◆ WHAT THE TASK REQUIRES
Rewrite the stretch of the listing from the line containing "For every instance of the wheelchair footrest, give" through the end of the listing, keeping every line. Shift each x and y coordinate in the answer points by -150, and leave all other lines as they are.

## Begin DATA FOR THE TASK

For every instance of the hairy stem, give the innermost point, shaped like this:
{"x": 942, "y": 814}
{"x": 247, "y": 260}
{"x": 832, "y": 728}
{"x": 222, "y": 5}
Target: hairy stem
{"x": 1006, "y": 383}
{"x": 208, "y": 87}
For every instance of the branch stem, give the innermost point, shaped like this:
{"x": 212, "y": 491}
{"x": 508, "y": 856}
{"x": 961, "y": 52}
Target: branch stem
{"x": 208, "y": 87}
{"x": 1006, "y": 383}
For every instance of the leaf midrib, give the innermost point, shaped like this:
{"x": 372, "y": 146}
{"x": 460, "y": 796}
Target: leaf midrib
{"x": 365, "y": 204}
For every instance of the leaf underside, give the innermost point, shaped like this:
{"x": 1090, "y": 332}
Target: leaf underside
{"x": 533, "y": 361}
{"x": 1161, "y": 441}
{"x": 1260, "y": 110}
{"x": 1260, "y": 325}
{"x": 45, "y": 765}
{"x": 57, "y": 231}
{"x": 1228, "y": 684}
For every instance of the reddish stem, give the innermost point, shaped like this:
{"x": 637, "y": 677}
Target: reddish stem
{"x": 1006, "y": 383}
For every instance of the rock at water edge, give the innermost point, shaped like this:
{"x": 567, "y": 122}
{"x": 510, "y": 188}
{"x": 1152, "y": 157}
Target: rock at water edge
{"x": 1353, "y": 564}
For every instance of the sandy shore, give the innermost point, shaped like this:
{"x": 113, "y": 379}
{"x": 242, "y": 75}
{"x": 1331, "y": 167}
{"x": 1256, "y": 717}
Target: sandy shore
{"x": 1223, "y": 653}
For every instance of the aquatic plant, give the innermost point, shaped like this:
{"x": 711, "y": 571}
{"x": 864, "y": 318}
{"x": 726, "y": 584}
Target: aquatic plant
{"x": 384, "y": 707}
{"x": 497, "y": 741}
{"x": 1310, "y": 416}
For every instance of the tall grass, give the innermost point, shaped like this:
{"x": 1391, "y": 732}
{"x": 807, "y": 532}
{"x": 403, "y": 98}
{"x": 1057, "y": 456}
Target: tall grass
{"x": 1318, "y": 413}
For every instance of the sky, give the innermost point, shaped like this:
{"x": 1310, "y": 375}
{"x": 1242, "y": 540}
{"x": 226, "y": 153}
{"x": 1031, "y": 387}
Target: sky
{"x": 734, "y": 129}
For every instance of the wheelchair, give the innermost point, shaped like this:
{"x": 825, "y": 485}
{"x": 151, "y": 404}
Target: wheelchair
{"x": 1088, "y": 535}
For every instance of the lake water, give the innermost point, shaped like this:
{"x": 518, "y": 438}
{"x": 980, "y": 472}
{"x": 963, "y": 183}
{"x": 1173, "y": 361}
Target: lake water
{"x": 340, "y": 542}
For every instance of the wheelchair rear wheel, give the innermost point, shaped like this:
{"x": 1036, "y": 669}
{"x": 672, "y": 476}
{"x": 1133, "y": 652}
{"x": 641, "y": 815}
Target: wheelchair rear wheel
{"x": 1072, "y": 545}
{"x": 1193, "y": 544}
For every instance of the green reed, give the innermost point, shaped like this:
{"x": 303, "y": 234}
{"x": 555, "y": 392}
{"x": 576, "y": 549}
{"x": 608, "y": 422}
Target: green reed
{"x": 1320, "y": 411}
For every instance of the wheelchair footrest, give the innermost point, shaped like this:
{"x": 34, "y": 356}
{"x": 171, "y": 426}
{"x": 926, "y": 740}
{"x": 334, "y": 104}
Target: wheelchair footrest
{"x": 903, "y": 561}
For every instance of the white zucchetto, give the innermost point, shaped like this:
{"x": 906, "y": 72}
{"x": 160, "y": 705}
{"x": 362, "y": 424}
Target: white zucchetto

## End DATA FOR THE TASK

◆ FINISHED TASK
For every instance of the wheelchair footrest, give the innermost point, shaped like this:
{"x": 34, "y": 356}
{"x": 171, "y": 426}
{"x": 926, "y": 740}
{"x": 334, "y": 104}
Target: wheelchair footrest
{"x": 753, "y": 411}
For every instance of the white zucchetto, give the innermost point, shaped like this:
{"x": 906, "y": 72}
{"x": 160, "y": 705}
{"x": 362, "y": 424}
Target: white zucchetto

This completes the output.